## Description of the task:
The lines needed are those below that contain the word "green"; copy each one.

## Supplied data:
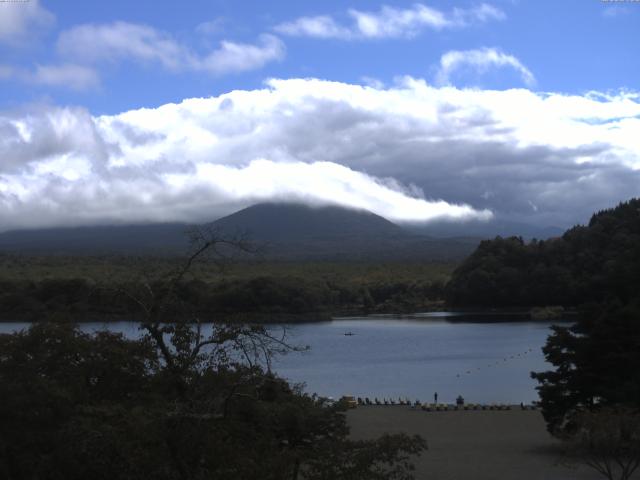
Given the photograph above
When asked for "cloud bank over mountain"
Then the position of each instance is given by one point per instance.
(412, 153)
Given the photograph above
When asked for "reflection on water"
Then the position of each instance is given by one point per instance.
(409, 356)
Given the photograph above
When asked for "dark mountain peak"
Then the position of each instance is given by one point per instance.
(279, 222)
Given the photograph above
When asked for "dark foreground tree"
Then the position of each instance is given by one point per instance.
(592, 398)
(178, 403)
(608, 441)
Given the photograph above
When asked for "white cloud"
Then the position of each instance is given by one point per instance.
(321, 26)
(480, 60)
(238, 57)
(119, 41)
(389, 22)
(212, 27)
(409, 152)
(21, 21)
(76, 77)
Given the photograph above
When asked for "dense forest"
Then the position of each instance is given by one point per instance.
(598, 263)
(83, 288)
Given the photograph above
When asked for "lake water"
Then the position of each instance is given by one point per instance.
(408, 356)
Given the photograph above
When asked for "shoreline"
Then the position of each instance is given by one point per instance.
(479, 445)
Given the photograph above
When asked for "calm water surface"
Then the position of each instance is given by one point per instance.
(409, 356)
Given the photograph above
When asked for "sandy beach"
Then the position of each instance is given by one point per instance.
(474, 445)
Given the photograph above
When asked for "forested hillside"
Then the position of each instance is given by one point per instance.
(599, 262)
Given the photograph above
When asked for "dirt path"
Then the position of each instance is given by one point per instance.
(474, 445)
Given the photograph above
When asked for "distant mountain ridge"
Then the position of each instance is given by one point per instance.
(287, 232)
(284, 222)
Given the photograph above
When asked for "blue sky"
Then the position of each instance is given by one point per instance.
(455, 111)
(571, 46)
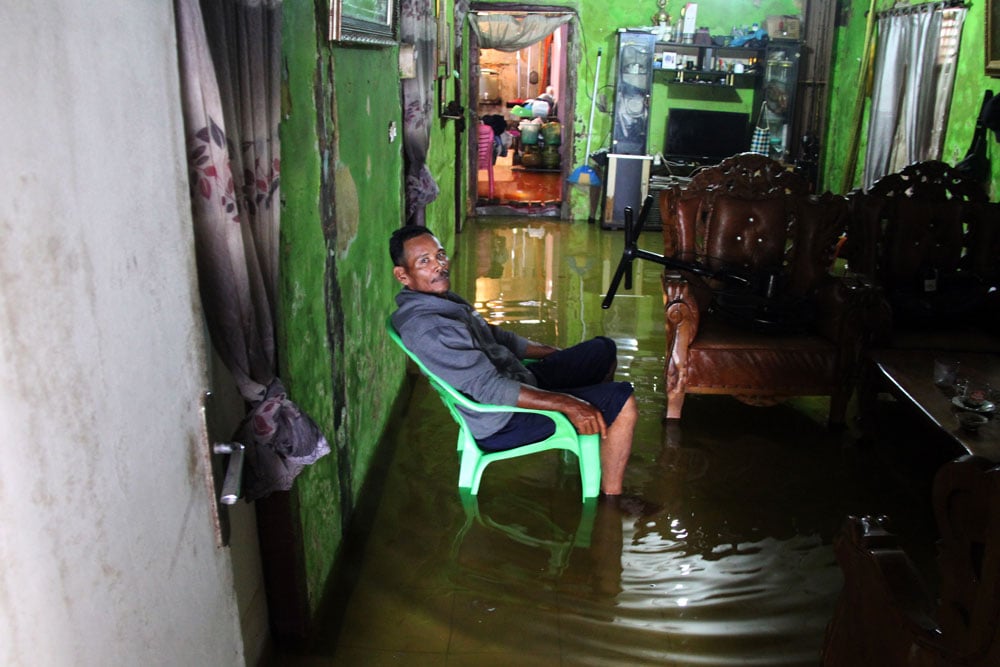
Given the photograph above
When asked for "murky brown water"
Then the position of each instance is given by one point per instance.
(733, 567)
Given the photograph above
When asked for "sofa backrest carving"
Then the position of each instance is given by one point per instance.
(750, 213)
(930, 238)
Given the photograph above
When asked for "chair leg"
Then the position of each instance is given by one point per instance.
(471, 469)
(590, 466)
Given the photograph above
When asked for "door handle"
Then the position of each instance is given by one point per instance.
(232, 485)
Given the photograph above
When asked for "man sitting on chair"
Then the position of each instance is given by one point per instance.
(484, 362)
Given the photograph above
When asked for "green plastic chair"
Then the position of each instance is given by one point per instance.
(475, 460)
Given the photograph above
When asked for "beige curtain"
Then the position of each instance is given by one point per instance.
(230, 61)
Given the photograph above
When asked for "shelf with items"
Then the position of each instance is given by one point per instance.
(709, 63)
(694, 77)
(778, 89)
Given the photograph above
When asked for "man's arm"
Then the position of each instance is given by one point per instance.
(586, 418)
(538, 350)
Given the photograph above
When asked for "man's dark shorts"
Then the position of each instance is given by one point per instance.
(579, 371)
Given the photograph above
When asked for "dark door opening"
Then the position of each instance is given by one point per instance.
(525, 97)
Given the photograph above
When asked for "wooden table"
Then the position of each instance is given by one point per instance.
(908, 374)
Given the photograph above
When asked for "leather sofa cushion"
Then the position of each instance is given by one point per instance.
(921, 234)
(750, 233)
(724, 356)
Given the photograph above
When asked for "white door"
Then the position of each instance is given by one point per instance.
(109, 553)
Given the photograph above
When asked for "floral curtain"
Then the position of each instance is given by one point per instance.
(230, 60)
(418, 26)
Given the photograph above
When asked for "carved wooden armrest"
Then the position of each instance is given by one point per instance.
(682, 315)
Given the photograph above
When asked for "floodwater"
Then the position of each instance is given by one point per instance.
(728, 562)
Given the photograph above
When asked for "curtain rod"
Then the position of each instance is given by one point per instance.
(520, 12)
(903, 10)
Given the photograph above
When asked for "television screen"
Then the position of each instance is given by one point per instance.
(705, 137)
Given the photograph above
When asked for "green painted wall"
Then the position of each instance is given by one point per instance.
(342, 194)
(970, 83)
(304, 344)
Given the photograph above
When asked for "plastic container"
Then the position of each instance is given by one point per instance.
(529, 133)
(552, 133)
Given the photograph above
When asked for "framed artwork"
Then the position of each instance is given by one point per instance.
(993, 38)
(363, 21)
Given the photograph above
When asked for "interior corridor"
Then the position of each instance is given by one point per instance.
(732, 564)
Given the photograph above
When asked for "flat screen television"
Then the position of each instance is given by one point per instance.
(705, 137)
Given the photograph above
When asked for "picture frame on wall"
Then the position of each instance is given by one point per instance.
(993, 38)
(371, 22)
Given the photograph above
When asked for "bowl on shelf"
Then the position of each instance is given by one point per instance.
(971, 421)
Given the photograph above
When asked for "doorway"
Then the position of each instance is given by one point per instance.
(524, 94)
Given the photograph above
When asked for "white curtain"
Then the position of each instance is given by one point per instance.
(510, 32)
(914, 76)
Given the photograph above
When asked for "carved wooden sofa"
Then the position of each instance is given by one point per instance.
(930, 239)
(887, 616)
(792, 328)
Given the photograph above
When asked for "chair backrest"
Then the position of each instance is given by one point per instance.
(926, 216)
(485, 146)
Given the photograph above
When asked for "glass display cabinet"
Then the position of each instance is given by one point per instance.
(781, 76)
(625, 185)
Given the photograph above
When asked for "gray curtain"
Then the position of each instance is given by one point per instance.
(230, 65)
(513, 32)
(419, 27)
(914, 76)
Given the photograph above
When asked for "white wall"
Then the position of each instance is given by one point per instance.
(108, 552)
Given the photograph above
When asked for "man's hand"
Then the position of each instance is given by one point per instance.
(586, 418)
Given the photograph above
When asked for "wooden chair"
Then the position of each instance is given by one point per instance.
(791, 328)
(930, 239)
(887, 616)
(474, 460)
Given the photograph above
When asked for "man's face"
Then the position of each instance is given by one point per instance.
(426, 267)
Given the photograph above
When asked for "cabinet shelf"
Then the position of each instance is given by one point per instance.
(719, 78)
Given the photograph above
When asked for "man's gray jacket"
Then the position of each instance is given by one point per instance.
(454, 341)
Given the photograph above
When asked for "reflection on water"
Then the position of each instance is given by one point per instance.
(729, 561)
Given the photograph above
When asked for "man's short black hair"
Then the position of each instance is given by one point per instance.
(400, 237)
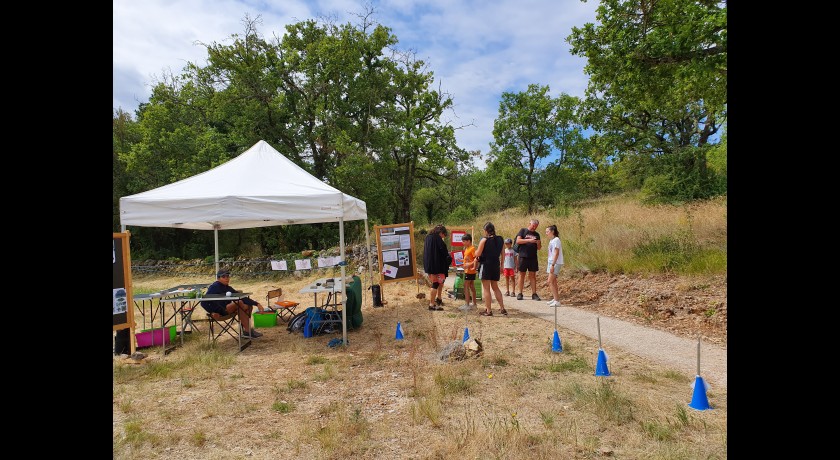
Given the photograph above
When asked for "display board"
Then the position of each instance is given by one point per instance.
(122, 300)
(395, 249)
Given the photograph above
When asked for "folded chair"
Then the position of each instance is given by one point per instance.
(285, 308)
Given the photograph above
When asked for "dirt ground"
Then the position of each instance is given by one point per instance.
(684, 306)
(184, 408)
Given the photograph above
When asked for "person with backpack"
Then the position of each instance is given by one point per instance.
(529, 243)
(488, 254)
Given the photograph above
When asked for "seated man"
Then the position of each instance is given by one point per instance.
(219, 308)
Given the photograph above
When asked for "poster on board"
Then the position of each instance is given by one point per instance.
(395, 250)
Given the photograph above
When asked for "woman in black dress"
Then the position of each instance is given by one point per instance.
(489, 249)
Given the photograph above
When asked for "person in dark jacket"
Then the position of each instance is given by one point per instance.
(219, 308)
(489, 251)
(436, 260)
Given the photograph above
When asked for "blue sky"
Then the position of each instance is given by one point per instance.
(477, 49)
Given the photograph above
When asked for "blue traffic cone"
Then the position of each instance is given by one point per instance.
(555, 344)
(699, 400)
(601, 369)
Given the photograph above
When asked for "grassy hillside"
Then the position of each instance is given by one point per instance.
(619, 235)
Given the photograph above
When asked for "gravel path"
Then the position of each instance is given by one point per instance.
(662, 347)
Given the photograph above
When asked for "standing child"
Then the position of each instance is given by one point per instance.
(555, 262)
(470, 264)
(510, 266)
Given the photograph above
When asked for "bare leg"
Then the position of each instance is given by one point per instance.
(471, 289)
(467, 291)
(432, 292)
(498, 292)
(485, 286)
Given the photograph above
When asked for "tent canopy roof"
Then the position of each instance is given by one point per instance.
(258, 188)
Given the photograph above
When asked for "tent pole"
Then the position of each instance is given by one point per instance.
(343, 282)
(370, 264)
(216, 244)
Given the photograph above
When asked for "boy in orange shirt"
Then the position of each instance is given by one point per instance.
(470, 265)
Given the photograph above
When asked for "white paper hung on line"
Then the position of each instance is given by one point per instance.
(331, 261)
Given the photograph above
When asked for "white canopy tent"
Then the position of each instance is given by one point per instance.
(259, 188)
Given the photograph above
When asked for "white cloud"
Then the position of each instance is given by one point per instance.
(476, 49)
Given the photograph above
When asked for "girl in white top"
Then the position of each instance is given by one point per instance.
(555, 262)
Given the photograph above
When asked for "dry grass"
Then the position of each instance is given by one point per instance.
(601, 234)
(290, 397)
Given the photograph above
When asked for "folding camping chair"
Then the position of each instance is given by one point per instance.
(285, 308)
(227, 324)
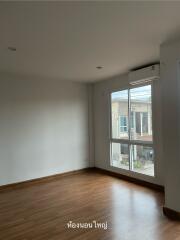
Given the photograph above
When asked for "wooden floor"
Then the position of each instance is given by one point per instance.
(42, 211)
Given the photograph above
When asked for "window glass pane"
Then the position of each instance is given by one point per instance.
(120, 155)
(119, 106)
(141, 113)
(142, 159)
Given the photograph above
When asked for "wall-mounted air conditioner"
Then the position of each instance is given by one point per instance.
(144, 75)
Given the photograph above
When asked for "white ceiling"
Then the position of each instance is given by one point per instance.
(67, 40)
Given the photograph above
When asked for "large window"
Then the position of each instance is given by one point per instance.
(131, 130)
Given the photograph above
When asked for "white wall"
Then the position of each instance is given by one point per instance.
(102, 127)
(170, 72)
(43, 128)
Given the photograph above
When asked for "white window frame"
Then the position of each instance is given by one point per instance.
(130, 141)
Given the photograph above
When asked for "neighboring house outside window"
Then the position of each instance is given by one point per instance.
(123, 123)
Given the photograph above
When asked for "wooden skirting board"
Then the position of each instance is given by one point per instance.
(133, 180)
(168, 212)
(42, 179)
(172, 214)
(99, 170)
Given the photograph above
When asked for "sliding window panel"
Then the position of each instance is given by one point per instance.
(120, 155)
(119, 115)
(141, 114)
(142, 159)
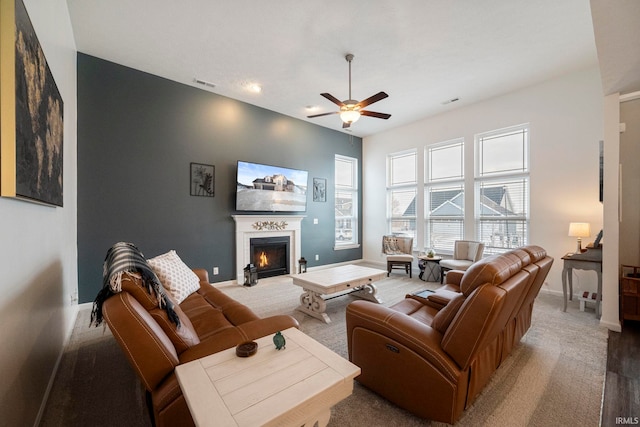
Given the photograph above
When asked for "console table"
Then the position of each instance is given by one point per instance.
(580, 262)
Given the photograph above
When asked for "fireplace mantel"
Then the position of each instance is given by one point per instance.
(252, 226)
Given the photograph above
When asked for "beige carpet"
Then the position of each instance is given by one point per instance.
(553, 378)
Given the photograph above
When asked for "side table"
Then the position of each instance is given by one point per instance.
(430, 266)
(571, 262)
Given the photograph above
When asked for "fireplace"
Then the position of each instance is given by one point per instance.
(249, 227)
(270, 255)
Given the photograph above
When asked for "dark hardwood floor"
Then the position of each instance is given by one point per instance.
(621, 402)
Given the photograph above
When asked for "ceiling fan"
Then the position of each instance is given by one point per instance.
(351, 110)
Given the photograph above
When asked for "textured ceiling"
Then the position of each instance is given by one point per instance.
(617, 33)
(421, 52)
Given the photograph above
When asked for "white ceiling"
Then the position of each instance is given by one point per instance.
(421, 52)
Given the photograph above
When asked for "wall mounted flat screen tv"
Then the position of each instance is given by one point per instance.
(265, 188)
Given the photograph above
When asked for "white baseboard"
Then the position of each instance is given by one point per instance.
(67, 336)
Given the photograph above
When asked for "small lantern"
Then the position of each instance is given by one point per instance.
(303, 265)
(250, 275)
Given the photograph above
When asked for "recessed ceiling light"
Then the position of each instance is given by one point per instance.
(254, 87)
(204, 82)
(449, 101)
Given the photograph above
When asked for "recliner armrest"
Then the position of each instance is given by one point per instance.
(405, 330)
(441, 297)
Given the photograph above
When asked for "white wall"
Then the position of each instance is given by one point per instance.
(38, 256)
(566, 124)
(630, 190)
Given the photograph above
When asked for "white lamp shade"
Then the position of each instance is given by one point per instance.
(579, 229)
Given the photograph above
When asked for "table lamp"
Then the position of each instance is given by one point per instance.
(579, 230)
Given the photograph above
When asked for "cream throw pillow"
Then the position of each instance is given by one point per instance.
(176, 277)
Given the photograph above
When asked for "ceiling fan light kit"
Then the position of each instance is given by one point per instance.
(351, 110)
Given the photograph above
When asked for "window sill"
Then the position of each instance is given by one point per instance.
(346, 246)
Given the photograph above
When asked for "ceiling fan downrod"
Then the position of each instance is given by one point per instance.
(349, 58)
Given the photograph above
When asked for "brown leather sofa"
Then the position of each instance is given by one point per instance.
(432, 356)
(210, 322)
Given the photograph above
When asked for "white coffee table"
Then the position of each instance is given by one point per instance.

## Answer below:
When asked for "green plastic chair"
When asked for "green painted wall"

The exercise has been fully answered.